▶ Excerpted text
Environmental Influences on Spatial Patterns of Commercial Fishing in New England
The Northeast Shelf marine ecosystem has experienced substantial changes on seasonal, interannual, and decadal time scales. The abundance, distribution, and biological characteristics of marine fish and invertebrates have been affected by both the direct physical changes as well as by changes in lower trophic levels of the ecosystem. In turn, changes in fish and invertebrate populations have shaped fisheries, affecting the time and location at which fishing occurs as well as the effectiveness of management efforts. Credible management advice must move beyond historical baselines to account for recent changes. The goal of this project is to provide regional spatial planners with an understanding of how environmental variability and climate change affect the spatial distribution of fishery resources and fishing patterns in New England and to recommend approaches for capturing this variability and non-stationarity in management efforts. Products will include: (1) a database of current research in the region that is addressing changes in environmental conditions, living marine resources, and fisheries; (2) an analysis and prototype visualization of changes in fishing catch patterns and their relationship to ecosystem conditions; and (3) a synthesis paper that describes the nature of environmental variability and change in the Gulf of Maine and traces the effects on productivity, marine resources, and fisheries. This project is funded by the Northeast Regional Ocean Council.
Key strategies and actions:
- Evaluate potential of and establish procedures for new commercial and recreational fisheries (e.g., establishment of catch limits, new permitting procedures)
Mills, K. 2016. Environmental Influences on Spatial Patterns of Commercial Fishing in New England. Summary of a project from the Gulf of Maine Research Institute funded by the Northeast Regional Ocean Council. Last updated September 2016.

▶ About this exercise
Edit the New England fishing summary: copy everything from "Key strategies and" down to "updated September 2016.", putting "charter" in place of "recreational".

▶ Records

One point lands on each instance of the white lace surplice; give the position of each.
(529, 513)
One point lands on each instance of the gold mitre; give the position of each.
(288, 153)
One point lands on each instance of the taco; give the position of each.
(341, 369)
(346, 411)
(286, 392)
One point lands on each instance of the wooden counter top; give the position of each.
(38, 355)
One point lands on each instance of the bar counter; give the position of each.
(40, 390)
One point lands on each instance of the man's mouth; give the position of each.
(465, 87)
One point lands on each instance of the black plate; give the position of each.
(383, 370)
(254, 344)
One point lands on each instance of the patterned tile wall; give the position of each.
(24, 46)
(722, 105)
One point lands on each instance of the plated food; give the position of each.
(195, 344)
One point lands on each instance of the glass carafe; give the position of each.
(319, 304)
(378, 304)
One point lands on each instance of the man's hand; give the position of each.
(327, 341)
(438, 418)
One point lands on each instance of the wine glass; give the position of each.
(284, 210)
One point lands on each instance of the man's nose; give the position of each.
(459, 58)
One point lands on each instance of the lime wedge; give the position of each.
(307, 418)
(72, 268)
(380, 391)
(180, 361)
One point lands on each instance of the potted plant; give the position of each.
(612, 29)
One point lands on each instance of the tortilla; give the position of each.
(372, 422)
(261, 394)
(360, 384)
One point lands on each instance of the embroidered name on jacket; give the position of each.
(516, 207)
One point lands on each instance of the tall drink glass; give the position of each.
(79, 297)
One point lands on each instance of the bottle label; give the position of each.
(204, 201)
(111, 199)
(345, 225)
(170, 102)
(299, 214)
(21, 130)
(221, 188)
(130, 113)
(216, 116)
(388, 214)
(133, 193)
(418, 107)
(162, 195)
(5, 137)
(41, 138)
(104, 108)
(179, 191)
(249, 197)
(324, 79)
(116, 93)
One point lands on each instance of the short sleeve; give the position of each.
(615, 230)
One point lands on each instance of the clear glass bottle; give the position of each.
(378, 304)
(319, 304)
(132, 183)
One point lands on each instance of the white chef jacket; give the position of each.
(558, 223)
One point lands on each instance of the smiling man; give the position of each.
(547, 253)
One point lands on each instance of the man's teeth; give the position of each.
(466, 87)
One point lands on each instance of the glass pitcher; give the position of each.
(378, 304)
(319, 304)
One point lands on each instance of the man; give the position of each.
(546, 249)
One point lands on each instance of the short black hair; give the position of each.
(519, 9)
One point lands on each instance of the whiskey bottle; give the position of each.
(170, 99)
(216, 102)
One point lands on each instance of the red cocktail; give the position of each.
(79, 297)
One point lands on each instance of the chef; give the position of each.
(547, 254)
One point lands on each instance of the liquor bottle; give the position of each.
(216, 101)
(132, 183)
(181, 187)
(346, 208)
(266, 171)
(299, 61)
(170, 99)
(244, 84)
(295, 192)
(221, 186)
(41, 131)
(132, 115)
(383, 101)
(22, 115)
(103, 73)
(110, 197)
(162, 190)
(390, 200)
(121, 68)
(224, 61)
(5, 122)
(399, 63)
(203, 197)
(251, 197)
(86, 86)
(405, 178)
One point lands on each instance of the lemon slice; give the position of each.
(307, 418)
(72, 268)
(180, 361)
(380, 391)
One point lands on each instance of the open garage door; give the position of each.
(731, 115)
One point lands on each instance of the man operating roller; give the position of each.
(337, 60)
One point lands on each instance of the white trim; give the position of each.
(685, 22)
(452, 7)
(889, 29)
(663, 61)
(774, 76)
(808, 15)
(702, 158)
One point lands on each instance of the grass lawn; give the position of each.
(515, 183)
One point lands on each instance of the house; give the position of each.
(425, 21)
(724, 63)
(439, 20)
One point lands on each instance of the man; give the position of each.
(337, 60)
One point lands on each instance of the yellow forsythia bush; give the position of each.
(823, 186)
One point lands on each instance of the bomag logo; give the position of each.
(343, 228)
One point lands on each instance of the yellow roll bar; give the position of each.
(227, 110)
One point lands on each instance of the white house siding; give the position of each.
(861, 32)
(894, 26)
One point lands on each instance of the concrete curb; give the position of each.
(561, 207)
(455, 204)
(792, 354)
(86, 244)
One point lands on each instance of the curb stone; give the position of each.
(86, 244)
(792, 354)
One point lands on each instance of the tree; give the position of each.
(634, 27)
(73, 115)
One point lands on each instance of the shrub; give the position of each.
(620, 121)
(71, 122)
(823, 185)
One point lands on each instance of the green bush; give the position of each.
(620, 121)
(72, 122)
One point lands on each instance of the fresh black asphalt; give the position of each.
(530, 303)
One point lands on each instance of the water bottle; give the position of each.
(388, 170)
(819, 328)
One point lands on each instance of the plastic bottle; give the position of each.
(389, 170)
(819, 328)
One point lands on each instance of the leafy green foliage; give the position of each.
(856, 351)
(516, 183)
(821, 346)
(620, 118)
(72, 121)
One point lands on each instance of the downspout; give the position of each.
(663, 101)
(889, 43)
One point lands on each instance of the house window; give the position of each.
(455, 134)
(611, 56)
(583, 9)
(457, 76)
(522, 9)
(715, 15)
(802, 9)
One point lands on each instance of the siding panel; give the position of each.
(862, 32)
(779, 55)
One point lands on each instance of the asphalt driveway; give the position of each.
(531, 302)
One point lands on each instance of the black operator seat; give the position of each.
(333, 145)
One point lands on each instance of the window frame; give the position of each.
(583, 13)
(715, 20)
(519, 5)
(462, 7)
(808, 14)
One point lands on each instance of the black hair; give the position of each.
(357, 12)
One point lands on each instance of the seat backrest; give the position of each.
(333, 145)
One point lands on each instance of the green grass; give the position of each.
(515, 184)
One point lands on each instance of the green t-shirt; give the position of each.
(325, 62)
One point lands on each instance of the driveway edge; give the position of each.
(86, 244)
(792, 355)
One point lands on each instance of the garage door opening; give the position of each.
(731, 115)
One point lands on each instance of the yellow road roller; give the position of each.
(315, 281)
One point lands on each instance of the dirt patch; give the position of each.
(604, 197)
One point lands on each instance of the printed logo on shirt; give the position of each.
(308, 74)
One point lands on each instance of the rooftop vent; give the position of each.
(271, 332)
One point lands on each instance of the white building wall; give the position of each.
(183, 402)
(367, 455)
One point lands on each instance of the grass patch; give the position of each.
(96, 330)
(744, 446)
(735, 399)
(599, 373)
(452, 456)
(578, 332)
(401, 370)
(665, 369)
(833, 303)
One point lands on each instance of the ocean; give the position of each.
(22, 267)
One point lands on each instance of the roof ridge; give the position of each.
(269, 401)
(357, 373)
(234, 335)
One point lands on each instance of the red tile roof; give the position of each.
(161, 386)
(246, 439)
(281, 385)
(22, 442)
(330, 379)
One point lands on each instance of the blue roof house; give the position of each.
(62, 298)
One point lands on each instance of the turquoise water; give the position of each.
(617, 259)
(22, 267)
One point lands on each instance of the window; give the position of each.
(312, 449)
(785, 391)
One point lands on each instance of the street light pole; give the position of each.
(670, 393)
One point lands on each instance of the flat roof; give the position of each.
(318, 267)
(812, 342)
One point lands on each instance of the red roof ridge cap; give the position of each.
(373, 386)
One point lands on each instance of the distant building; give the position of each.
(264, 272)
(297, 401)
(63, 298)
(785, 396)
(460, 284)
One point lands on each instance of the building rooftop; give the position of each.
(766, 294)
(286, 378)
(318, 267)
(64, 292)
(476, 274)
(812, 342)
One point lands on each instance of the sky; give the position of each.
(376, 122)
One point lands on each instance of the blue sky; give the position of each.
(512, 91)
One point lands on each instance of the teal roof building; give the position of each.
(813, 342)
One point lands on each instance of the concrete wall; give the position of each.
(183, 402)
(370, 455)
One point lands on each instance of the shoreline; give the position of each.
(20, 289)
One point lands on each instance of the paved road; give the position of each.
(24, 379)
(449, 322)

▶ Response area
Key strategies and actions:
- Evaluate potential of and establish procedures for new commercial and charter fisheries (e.g., establishment of catch limits, new permitting procedures)
Mills, K. 2016. Environmental Influences on Spatial Patterns of Commercial Fishing in New England. Summary of a project from the Gulf of Maine Research Institute funded by the Northeast Regional Ocean Council. Last updated September 2016.